READING PASSAGE:

......

The use of microwave energy for cooking has been available for many years. Microwave shielding material is known in the art to shield microwave energy from a food product or to focus microwave energy to a particular portion of a food product in order to cook the food. Microwave susceptor materials are known in the art and are used in microwave cooking apparatuses for directly heating food and for browning by conduction from the microwave susceptor material heated by the absorption of microwaves.
The self-venting microwaveable package disclosed in U.S. Pat. No. 5,464,969 is a microwaveable plastic bag for heating a variety of products including liquids. One seam of the bag incorporates a strip seal that vents when enough pressure is generated in the bag in order to prevent explosion of the bag.
A multi-layer microwave conductive structure is disclosed in U.S. Pat. No. 5,530,231, which is incorporated herein by reference. The disclosed conductive structure for use in microwave food packaging adapts itself to heat food articles in a safer, more uniform manner. The structure includes a conductive layer disposed on a non-conductive substrate. An aspect of the structure's conductive layer of links and base areas causes microwave induced current to be channeled through the links resulting in controlled heating.
Metallized microwave diffuser films are disclosed in U.S. Pat. No. 5,300,746, which is incorporated herein by reference. The films include an insulative substrate, having a first side upon which is deposited a metallic coating capable of selectively reflecting a portion of incoming microwave energy.
Those systems, which disclose vessels for heating or cooking using microwave energy or disclose materials which reflect microwave energy or become hot upon contact with microwave energy transmission, may be used to heat and cook food products adequately, however, the vessels that contain the food become extremely hot. The present microwaveable packages are time consuming and inefficient. Time is lost in waiting for the vessel or container to cool before it can be handled. Further, additional resources or packages are used to transfer the hot food item to another receptacle that can be held.
Therefore, there is a need in the art for a microwave cooking package system which may be used to cook a fresh, frozen or refrigerated, cooked or uncooked food item in a microwave oven that is safe to be held by the consumer upon withdrawing the food item container from the microwave oven, does not burn the consumer, and is easy to open. Thus, the present invention allows for immediate handling of the container and eliminates the need for additional receptacles to hold the hot food item.

......

Data listing
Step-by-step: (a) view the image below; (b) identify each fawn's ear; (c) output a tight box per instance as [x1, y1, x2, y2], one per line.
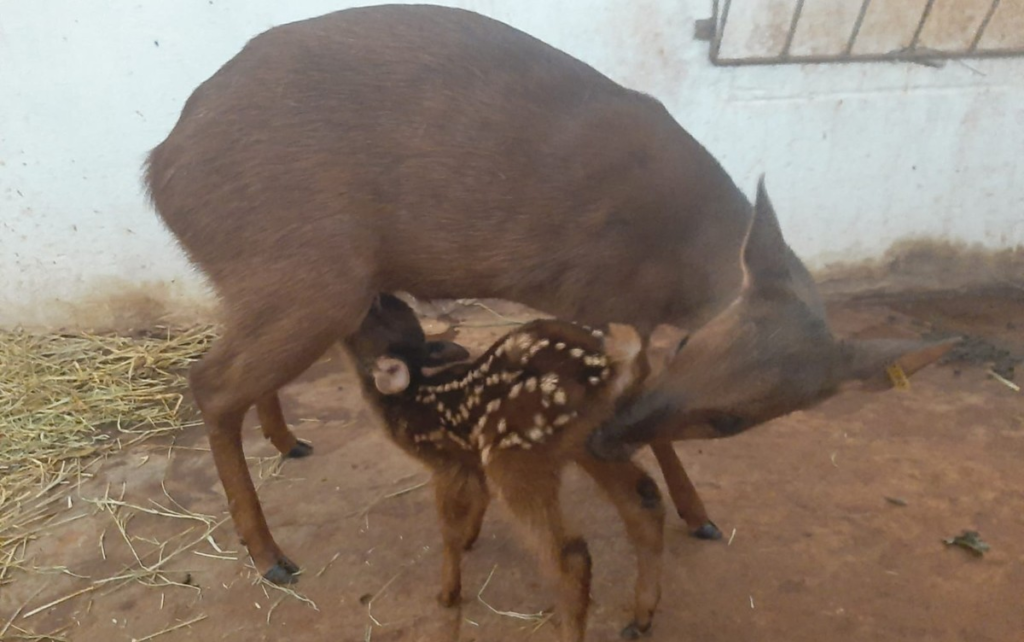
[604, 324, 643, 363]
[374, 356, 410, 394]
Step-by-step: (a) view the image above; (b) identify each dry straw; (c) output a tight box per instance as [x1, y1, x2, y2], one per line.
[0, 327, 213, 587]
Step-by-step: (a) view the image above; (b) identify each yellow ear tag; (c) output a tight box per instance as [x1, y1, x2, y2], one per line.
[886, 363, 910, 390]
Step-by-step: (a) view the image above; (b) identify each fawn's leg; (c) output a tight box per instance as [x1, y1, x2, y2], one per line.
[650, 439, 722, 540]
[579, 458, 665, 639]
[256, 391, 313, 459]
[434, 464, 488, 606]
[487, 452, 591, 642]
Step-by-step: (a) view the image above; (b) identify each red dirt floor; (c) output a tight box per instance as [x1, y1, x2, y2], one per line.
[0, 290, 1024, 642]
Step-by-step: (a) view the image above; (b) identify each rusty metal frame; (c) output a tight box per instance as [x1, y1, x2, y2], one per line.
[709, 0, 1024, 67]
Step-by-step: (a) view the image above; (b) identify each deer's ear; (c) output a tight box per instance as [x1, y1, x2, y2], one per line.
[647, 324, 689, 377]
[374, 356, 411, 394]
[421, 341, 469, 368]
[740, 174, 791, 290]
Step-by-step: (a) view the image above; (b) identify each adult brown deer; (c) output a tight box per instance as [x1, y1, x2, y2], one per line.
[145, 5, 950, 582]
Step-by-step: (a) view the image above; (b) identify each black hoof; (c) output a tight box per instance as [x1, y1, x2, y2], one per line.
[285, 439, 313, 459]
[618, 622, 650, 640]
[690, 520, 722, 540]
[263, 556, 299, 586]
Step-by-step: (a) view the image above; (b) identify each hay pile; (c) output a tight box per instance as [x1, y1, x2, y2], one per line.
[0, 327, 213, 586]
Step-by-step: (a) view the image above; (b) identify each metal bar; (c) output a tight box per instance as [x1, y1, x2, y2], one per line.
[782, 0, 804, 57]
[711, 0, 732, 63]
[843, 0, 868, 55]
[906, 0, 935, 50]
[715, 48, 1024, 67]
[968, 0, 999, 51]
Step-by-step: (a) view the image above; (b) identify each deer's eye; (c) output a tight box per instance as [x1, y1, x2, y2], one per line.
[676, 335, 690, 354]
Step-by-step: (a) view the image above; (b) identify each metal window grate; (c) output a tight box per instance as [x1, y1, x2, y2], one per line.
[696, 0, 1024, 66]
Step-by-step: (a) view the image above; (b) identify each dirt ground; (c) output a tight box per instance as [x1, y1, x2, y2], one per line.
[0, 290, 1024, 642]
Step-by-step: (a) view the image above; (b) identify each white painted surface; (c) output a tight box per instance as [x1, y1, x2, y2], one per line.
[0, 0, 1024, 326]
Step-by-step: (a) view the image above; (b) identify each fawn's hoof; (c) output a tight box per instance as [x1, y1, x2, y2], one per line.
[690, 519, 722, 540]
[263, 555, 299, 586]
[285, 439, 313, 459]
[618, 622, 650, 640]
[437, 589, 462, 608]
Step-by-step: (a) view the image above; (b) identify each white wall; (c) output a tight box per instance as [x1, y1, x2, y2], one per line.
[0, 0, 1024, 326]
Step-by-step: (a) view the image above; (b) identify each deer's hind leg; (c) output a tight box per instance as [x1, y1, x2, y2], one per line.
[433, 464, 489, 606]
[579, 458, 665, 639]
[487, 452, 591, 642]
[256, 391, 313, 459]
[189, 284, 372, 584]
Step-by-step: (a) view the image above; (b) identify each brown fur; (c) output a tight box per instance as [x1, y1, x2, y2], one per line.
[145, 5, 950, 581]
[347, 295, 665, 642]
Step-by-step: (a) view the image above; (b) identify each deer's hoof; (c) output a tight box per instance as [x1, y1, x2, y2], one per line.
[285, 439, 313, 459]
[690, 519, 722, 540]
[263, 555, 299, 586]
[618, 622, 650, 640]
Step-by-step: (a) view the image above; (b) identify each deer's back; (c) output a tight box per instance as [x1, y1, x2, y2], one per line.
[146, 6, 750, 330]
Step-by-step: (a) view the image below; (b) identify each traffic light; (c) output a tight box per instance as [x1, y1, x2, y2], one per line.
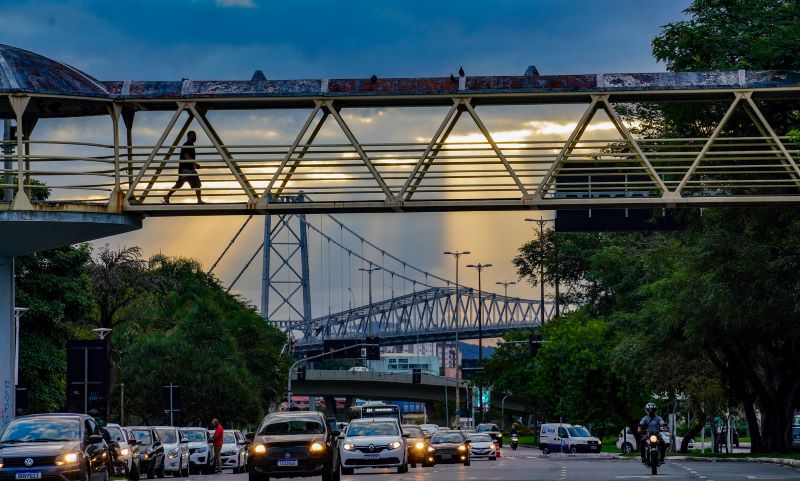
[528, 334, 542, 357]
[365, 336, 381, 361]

......

SHORT PROBLEM: In the patent background, what does the strip seal in the bag from U.S. Pat. No. 5,464,969 do? The items were drawn from a source separate from the patent background.

OUTPUT OF THE TASK: It vents when enough pressure builds up in the bag, which prevents the bag from exploding.